Britain’s Financial Conduct Authority (FCA) is scheduled to file a claim with the High Court of England and Wales on June 9 to resolve what the FCA calls “widespread uncertainty” around the validity of many commercial claims during the ongoing COVID-19 pandemic. The FCA is seeking clarity around various policy wordings that appear to provide business interruption cover related to government orders or advice to shut down a workplace.

“The FCA sees this as a massive insurance question without an obvious answer,” said Eric Charleston, Toronto-based associate with Miller Thomson LLP, who provides coverage advice to commercial insurers.

Charleston was interviewed in the context of separate but related issue in France. The Tribunal de Commerce de Paris recently ruled against French insurer AXA over a BI dispute with a restaurant that closed this past March because of the pandemic. The French case was reportedly over BI arising from administrative closure, said Charleston, commenting on media reports in French translated in to English.

“The fact that [the test case in Britain] is not one wording but a cross-section of common wordings, and that a collection of very large sophisticated underwriters will be defending the action, will probably create a more persuasive precedent for Canadian courts compared to the decision in France on AXA,” said Charleston. “To be clear, my comments are not based on reading the original decision by the Tribunal de Commerce de Paris but are based on reading news articles translated from French into English.”

▶ What this exercise asks:
a – Print the portion of the passage on the FCA test case from "Britain’s Financial Conduct" to "to commercial insurers.", copied word for word.
b – Continue the passage on the FCA test case and COVID-19 business interruption claims, picking up right after its final sentence.

▶ Dataset content:
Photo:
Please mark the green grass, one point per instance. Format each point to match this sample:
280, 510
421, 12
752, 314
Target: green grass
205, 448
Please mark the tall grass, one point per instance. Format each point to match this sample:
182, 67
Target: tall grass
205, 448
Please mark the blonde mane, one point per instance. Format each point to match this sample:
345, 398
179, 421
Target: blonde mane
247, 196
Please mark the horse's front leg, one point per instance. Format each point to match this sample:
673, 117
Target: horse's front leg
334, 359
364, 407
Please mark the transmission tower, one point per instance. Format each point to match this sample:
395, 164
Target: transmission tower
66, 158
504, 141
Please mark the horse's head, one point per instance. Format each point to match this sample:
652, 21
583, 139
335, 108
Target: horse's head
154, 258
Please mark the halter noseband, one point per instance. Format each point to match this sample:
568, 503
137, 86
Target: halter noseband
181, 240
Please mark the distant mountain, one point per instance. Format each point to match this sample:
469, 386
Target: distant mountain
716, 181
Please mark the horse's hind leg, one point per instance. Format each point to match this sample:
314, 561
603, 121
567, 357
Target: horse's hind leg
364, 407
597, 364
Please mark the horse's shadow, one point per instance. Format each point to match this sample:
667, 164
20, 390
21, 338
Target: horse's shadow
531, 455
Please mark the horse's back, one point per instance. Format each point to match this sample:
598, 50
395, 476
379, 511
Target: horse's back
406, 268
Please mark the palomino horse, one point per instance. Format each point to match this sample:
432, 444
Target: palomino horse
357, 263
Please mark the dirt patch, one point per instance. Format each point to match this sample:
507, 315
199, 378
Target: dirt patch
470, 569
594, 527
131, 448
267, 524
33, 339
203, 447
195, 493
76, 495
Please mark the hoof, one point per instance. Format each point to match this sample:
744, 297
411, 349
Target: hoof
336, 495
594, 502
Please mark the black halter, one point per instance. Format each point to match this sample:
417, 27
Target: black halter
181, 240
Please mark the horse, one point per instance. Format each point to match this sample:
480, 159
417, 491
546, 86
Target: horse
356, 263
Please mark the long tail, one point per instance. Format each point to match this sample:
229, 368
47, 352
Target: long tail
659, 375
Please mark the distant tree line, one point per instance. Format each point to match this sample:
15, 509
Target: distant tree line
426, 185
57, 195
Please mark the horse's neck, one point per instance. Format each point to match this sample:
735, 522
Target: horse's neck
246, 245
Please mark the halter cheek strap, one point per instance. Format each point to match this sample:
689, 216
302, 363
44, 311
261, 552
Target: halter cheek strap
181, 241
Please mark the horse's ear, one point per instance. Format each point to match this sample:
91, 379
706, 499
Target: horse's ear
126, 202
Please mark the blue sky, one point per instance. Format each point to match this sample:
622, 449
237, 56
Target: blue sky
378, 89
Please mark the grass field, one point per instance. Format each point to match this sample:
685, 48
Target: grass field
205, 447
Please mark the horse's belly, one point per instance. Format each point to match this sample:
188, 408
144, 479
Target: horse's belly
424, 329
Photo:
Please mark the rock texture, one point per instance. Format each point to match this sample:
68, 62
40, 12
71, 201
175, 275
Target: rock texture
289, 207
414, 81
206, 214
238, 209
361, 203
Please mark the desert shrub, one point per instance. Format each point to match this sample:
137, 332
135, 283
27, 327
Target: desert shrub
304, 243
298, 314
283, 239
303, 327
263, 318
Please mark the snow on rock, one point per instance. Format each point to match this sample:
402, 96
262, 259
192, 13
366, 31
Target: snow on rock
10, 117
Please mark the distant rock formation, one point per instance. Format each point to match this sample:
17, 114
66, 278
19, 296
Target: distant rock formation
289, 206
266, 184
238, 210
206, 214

▶ Answers to the exercise:
a –
Britain’s Financial Conduct Authority (FCA) is scheduled to file a claim with the High Court of England and Wales on June 9 to resolve what the FCA calls “widespread uncertainty” around the validity of many commercial claims during the ongoing COVID-19 pandemic. The FCA is seeking clarity around various policy wordings that appear to provide business interruption cover related to government orders or advice to shut down a workplace.

“The FCA sees this as a massive insurance question without an obvious answer,” said Eric Charleston, Toronto-based associate with Miller Thomson LLP, who provides coverage advice to commercial insurers.

b –
For its part, the FCA released a list of 17 business interruption policy wordings last week that it intends to use for the test case with the High Court of England and Wales.

“FCA collected a sampling of wordings from insurers and worked out what is essentially a management structure for the litigation,” said Charleston.

A case management conference is scheduled June 11.

The result of the test case will be legally binding in Britain on the insurers that are parties to the test case in respect of the policy wordings considered by the court, the FCA reported. It is not intended to encompass all possible disputes, nor is it intended to figure out how much is actually payable on those policies.

Public comments on the test case were due June 5.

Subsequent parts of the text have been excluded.